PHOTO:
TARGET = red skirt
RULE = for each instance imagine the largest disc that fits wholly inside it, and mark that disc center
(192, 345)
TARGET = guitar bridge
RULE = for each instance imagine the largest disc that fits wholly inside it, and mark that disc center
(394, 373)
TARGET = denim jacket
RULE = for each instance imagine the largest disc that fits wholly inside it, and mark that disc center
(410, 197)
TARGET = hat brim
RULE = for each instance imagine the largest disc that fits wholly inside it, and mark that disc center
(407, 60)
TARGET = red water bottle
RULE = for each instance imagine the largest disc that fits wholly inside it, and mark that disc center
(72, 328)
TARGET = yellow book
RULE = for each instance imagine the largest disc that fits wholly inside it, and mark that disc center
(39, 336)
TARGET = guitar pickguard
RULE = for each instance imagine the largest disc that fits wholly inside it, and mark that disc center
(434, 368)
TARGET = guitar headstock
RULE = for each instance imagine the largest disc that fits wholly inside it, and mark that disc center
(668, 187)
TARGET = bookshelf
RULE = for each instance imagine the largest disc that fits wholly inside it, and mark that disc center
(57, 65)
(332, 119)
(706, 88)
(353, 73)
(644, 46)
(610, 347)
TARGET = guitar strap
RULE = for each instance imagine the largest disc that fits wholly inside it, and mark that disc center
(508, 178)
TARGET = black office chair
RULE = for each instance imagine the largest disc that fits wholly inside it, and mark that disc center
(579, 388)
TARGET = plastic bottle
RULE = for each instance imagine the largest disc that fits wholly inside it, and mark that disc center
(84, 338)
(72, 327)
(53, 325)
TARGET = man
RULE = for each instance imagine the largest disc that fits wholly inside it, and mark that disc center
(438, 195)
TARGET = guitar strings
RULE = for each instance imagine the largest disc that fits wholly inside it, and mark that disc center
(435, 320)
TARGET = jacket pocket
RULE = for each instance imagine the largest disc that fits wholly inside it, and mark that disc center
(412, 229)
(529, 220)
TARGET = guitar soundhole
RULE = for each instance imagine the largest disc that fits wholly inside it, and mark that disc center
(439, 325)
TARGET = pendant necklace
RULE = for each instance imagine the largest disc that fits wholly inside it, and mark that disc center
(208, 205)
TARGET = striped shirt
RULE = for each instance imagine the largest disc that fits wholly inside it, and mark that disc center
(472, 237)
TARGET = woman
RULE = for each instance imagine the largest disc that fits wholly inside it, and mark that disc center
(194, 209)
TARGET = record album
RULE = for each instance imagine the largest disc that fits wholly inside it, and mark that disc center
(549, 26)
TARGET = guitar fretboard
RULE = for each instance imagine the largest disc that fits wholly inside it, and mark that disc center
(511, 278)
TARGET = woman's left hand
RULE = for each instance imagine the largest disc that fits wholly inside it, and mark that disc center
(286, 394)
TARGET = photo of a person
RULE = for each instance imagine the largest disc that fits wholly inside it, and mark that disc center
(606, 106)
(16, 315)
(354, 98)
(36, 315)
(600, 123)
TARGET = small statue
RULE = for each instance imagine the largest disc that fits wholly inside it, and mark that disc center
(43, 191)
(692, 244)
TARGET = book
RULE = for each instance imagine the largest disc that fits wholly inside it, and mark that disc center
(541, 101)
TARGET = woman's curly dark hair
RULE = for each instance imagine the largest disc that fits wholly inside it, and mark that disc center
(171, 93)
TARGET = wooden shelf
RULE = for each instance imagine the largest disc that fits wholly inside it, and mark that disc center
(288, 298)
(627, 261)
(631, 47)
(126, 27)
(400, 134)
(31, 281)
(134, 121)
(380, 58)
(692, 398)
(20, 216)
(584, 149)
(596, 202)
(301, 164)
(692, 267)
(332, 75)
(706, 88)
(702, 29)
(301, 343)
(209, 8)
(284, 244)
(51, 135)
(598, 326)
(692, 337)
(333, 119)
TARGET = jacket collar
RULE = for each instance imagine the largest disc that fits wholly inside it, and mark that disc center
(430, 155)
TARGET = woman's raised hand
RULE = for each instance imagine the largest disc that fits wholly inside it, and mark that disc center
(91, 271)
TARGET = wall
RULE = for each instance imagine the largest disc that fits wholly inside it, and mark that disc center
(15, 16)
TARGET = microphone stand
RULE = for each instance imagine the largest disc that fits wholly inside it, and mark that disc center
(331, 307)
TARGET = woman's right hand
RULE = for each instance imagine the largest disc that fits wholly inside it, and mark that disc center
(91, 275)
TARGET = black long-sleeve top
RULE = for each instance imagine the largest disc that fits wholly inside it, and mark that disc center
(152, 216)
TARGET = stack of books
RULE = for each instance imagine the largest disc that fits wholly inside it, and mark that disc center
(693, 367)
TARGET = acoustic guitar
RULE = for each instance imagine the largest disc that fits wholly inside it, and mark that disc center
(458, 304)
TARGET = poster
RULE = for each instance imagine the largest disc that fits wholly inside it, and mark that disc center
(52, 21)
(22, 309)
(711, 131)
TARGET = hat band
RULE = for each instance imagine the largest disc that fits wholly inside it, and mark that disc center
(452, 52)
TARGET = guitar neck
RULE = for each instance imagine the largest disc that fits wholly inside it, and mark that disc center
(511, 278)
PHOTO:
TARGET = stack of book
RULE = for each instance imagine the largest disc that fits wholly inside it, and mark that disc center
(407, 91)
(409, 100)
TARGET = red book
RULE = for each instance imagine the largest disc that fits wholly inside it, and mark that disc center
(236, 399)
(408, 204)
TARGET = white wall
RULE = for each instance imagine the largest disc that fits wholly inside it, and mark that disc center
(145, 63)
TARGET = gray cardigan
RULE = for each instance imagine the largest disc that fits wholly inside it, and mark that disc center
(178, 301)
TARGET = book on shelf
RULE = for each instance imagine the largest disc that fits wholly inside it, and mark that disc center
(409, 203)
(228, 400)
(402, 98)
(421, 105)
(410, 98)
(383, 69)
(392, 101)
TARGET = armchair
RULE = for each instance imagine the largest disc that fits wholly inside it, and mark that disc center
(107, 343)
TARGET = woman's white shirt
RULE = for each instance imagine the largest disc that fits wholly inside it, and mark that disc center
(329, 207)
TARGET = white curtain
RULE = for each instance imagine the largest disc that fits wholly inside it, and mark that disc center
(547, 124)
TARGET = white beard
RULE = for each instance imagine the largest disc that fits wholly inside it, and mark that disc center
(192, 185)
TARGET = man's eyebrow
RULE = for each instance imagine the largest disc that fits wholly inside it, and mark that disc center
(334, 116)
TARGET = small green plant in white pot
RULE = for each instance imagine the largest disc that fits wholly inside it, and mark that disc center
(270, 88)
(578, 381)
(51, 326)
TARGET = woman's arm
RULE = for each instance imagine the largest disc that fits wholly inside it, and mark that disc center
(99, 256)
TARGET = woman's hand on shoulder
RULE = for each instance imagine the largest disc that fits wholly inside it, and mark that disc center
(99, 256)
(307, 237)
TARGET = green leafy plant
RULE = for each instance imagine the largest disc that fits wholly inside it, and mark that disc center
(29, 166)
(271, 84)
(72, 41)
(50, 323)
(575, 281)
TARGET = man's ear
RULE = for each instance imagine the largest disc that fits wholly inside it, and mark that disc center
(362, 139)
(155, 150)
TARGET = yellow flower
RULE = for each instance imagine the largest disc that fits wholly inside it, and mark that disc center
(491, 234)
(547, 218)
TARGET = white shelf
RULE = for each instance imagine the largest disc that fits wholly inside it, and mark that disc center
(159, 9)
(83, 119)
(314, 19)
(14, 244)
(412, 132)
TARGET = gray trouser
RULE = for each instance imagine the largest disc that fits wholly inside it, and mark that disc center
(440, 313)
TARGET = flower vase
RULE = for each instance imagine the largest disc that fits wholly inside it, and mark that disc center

____

Exercise brief =>
Reproduce the full listing above verbatim, keeping every line in its original order.

Task answer =>
PHOTO:
TARGET = red skirt
RULE = for each instance imagine the largest disc that fits wholly inside it, and mark that disc center
(192, 345)
TARGET = guitar bridge
RULE = for each instance imagine the largest disc that fits wholly inside it, and mark that disc center
(394, 373)
TARGET = denim jacket
RULE = for each instance imagine the largest disc that fits wholly inside it, and mark that disc center
(410, 197)
TARGET = hat brim
RULE = for each instance imagine the largest disc that fits wholly inside it, and mark that disc center
(407, 60)
TARGET = red water bottle
RULE = for each instance imagine the largest disc that fits wholly inside it, and mark that disc center
(72, 328)
TARGET = yellow book
RULE = for each instance imagine the largest disc that fits wholly inside it, and mark that disc center
(39, 336)
TARGET = guitar pickguard
RULE = for each instance imagine the largest disc that fits wholly inside it, and mark that disc center
(434, 368)
TARGET = guitar headstock
RULE = for each instance imagine the largest disc that fits wholly inside it, and mark that disc center
(668, 187)
TARGET = bookshelf
RULE = for each instance imagine the largest disc that fits wholly inside it, and mark that disc center
(57, 65)
(332, 119)
(706, 88)
(353, 73)
(644, 46)
(610, 347)
TARGET = guitar strap
RULE = for each instance imagine the largest disc that fits wholly inside it, and mark that disc center
(508, 178)
TARGET = black office chair
RULE = for each instance imagine the largest disc that fits wholly inside it, and mark that disc center
(579, 388)
TARGET = plastic bottle
RULE = for each instance imagine the largest disc that fits wholly inside it, and mark that disc center
(84, 338)
(72, 327)
(53, 325)
TARGET = man
RULE = for each instance imagine the largest disc that fits wholly inside it, and mark that disc center
(438, 195)
TARGET = guitar strings
RULE = for each instance imagine the largest disc that fits wholly inside it, and mark that disc center
(435, 320)
TARGET = jacket pocket
RULE = for each instance imagine the largest disc that fits wholly inside it, and mark that disc center
(412, 229)
(529, 220)
TARGET = guitar soundhole
RULE = for each instance imagine the largest disc that fits wholly inside it, and mark that disc center
(439, 325)
TARGET = pendant necklace
RULE = for each instance imagine the largest disc that fits wholly inside it, and mark that disc center
(208, 205)
TARGET = striped shirt
RULE = for each instance imagine the largest disc that fits wholly inside it, and mark that disc center
(472, 237)
TARGET = woman
RULE = for each instance imagine the largest disc that fits wholly inside it, and mark that disc center
(194, 209)
TARGET = record album
RULE = for each instance imagine the largest disc that fits wholly inside it, and mark that disc center
(549, 26)
TARGET = guitar fretboard
RULE = for each instance imagine the largest disc that fits wholly inside it, and mark that disc center
(511, 278)
TARGET = woman's left hand
RULE = for each instance imagine the largest disc that fits wholly inside it, and mark that disc center
(286, 394)
TARGET = photo of a person
RULE = for each instance imagine the largest disc that fits wholly inside it, and mark that disc center
(606, 106)
(16, 315)
(354, 98)
(36, 315)
(600, 123)
TARGET = small statue
RULE = for each instance imagine the largest disc that fits wholly inside it, and mark that disc center
(43, 191)
(692, 244)
TARGET = book
RULE = for each instance imagine the largest disc that fits wholly inside it, and mark that disc center
(541, 101)
TARGET = woman's curly dark hair
RULE = for each instance imagine the largest disc that fits wholly inside it, and mark that disc center
(171, 93)
TARGET = wooden shelf
RULE = for each instance imagine the largest disc that fits wholly inside it, and mark that disc center
(288, 298)
(627, 261)
(631, 47)
(126, 27)
(400, 134)
(31, 281)
(134, 121)
(380, 58)
(692, 398)
(20, 216)
(584, 149)
(596, 202)
(301, 164)
(692, 267)
(332, 75)
(706, 88)
(702, 29)
(301, 343)
(209, 8)
(284, 244)
(51, 135)
(598, 326)
(692, 337)
(333, 119)
TARGET = jacket collar
RULE = for each instance imagine the largest disc that fits wholly inside it, and mark that disc center
(430, 155)
TARGET = woman's raised hand
RULE = for each instance imagine the largest disc that fits wholly inside it, and mark that disc center
(91, 271)
TARGET = wall
RULE = for each instance imagine the largest disc that fits wholly inside it, and mark that disc center
(15, 16)
TARGET = microphone stand
RULE = for each instance imagine the largest disc that fits wholly inside it, and mark that disc center
(331, 307)
TARGET = woman's right hand
RULE = for each instance imagine the largest disc that fits wholly inside it, and mark that disc center
(91, 275)
TARGET = black long-sleeve top
RULE = for each instance imagine the largest disc that fits wholly inside it, and mark that disc center
(152, 216)
TARGET = stack of books
RULE = for each instance imagine the largest disc that fits wholly inside it, and mark that disc center
(693, 367)
TARGET = acoustic guitar
RULE = for each instance imagine the largest disc that fits wholly inside it, and mark that disc center
(458, 304)
TARGET = poster
RULE = for each instance imagine the largest disc that fits wholly inside it, and mark that disc center
(52, 21)
(22, 309)
(711, 131)
TARGET = hat band
RULE = for each instance imagine the largest disc that fits wholly inside it, and mark that disc center
(452, 52)
TARGET = guitar neck
RULE = for each instance imagine the largest disc that fits wholly inside it, and mark that disc center
(511, 278)
PHOTO:
TARGET = stack of book
RULE = for each instance imagine the largest disc that fits wholly inside it, and mark that disc center
(407, 91)
(409, 100)
TARGET = red book
RULE = for each instance imagine the largest disc that fits wholly inside it, and mark that disc center
(236, 399)
(408, 204)
TARGET = white wall
RULE = for each instance imagine the largest disc that fits wholly inside it, and mark that disc center
(145, 63)
TARGET = gray cardigan
RULE = for each instance imagine the largest disc that fits wholly inside it, and mark that disc center
(178, 301)
TARGET = book on shelf
RULE = for each instance imagine the largest disc that fits wholly inside it, and mark that disc center
(409, 203)
(228, 400)
(402, 98)
(421, 105)
(410, 98)
(383, 69)
(392, 101)
TARGET = armchair
RULE = for each instance imagine the largest disc that fits wholly inside it, and mark that disc center
(107, 343)
TARGET = woman's white shirt
RULE = for each instance imagine the largest disc that fits wholly inside it, and mark that disc center
(329, 207)
TARGET = white curtain
RULE = for each instance imagine the largest disc that fits wholly inside it, and mark that disc center
(547, 124)
TARGET = white beard
RULE = for each instance imagine the largest disc that fits wholly inside it, and mark that disc center
(192, 185)
TARGET = man's eyebrow
RULE = for each instance imagine the largest disc that fits wholly inside it, and mark that disc center
(334, 116)
TARGET = small green plant in white pot
RULE = for each instance imagine the largest disc that fits wholly inside it, and mark that disc center
(270, 88)
(578, 381)
(51, 326)
TARGET = woman's arm
RULE = for each instance imagine the largest disc that fits wholly inside it, and mark that disc center
(99, 256)
TARGET = woman's hand on shoulder
RULE = for each instance imagine the largest disc that fits wholly inside it, and mark that disc center
(99, 256)
(307, 237)
TARGET = green leafy plant
RULE = for each instance imagine the largest disc that fits wholly inside it, and mark that disc center
(29, 166)
(271, 84)
(72, 41)
(50, 323)
(575, 281)
TARGET = man's ear
RULE = for each instance imagine the largest disc that fits wholly inside it, and mark that disc center
(362, 139)
(155, 150)
TARGET = yellow flower
RULE = for each instance imagine the largest disc that fits wholly inside it, and mark that disc center
(491, 234)
(547, 218)
TARGET = white shelf
RULE = for each instance imagine the largest disc that fits wholly inside it, and mark that disc center
(159, 9)
(83, 119)
(314, 19)
(14, 244)
(412, 132)
TARGET = gray trouser
RULE = for each instance imagine the largest disc that fits wholly inside it, and mark that disc center
(440, 313)
TARGET = flower vase
RULE = for each instance imagine the largest disc that fits wholly inside it, and mark that disc center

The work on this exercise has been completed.